- **BRIEF**
Revise the lines below by replacing every "point_to" with "locate_points", leaving everything else unchanged.
— Begin RECORDS TO PROCESS —
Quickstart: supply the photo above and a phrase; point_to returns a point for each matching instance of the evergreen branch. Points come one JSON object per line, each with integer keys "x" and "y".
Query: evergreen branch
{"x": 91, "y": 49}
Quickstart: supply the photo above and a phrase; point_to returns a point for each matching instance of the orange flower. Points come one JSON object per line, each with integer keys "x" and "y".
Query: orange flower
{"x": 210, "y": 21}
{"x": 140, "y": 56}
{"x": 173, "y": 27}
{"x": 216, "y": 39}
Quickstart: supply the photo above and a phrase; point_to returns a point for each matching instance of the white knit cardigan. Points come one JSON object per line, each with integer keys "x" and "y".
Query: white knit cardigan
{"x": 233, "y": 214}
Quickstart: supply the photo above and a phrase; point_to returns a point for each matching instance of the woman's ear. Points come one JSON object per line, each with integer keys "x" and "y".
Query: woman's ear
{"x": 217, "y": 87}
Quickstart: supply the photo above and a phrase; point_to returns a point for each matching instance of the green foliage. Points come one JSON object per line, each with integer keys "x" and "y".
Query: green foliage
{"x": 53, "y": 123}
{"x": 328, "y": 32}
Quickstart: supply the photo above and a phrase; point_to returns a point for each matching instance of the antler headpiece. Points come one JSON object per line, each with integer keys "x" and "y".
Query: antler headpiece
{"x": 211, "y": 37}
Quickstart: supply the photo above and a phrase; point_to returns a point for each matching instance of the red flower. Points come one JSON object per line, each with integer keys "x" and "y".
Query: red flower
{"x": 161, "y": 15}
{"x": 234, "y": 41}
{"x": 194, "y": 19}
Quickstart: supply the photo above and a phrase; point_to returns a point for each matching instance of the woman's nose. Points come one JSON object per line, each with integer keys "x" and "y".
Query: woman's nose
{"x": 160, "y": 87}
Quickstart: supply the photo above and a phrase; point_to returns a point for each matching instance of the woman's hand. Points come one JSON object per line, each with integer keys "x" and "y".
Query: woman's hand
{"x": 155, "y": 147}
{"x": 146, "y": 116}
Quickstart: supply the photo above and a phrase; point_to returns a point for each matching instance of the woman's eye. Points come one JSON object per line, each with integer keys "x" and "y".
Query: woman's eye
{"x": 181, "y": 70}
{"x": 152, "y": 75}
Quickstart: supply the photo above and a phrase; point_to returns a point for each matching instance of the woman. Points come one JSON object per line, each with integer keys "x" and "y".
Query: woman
— End RECORDS TO PROCESS —
- **COMPLETED TASK**
Quickstart: supply the photo above and a phrase; locate_points returns a point for each matching instance of the evergreen branch. Points come one JSON object per line, each with integer keys "x" and "y".
Query: evergreen branch
{"x": 91, "y": 49}
Quickstart: supply the photo above and a phrase; locate_points returns a point for each matching instance of the orange flower. Points come one JSON object per line, each with integer keys "x" and "y".
Query: orange flower
{"x": 210, "y": 21}
{"x": 140, "y": 56}
{"x": 173, "y": 27}
{"x": 216, "y": 39}
Quickstart: supply the photo above and a phrase; locate_points returns a point for each matching instance of the white knit cardigan. Points come one JSON object per line, each with integer keys "x" and "y".
Query: white knit cardigan
{"x": 233, "y": 214}
Quickstart: supply the photo above and a phrase; locate_points returns a point for each matching instance of the woman's ear. Points come one JSON object per line, each with integer keys "x" and "y".
Query: woman's ear
{"x": 217, "y": 87}
Quickstart: supply the photo above and a phrase; locate_points returns a point for each matching instance of the green foliage. Points come one JSON object per line, each with integer keys "x" and "y".
Query: green foliage
{"x": 53, "y": 123}
{"x": 328, "y": 32}
Quickstart: supply the photo above and a phrase; locate_points returns a point for each matching instance of the antler headpiece. Points come one JSON object per line, each with integer keys "x" and "y".
Query: antler headpiece
{"x": 211, "y": 37}
Quickstart: supply the photo above and a phrase; locate_points returns a point for each matching instance of the red flower. Points come one JSON object per line, each with integer keys "x" and "y".
Query: red flower
{"x": 161, "y": 15}
{"x": 234, "y": 41}
{"x": 194, "y": 19}
Quickstart: supply the photo above and a phrase; locate_points returns a point for each matching instance of the woman's nose. Points come one JSON object per line, each with integer keys "x" and "y".
Query: woman's nose
{"x": 160, "y": 87}
Quickstart: supply the photo above and a phrase; locate_points returns a point for each matching instance of the woman's hand. Points come one JSON object per line, each with integer keys "x" and "y".
Query: woman's hand
{"x": 155, "y": 147}
{"x": 146, "y": 116}
Quickstart: supply the photo above and a phrase; locate_points returns a point for each matching instance of the woman's eye. Points come one JSON object per line, each with integer keys "x" and "y".
Query: woman's eye
{"x": 181, "y": 70}
{"x": 152, "y": 75}
Quickstart: supply the photo above and a phrase; locate_points returns a point for each matching instance of the woman. Points come one JSON object per line, each with integer keys "x" and "y".
Query: woman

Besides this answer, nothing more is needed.